** Start Material to process **
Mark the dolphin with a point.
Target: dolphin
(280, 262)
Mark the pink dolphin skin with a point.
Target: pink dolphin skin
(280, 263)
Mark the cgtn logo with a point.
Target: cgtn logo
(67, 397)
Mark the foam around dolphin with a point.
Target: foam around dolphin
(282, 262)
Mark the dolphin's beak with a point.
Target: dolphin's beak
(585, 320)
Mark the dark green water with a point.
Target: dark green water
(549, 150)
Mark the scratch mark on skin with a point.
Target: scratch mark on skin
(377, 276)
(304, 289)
** End Material to process **
** Start Material to process **
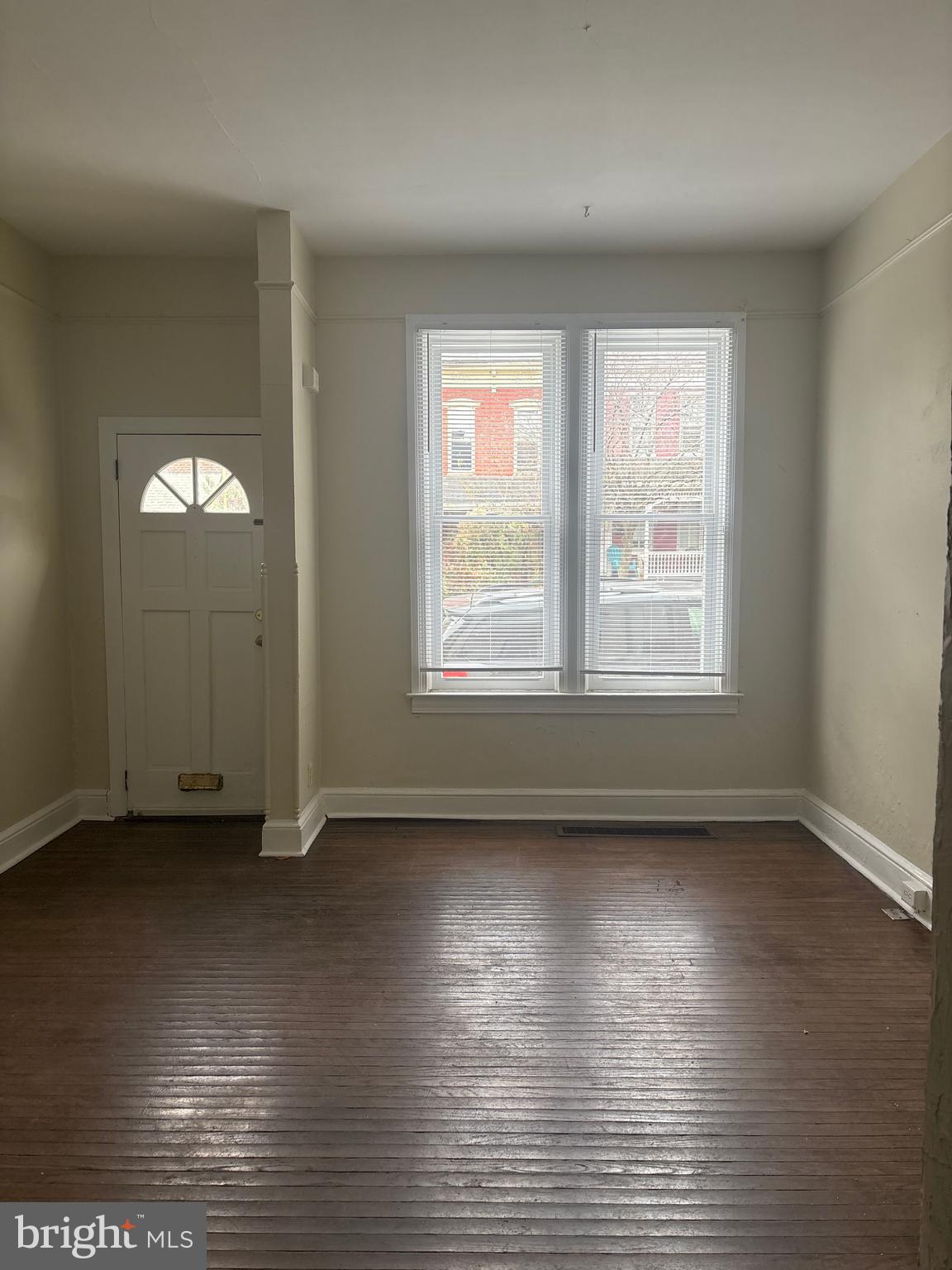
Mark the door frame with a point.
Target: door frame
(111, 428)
** End Material to process **
# Task details
Locate every line in the data above that contains the string "logo" and copy each one out.

# Solution to this problem
Mark the cgtn logo with a point.
Target: cgtn logo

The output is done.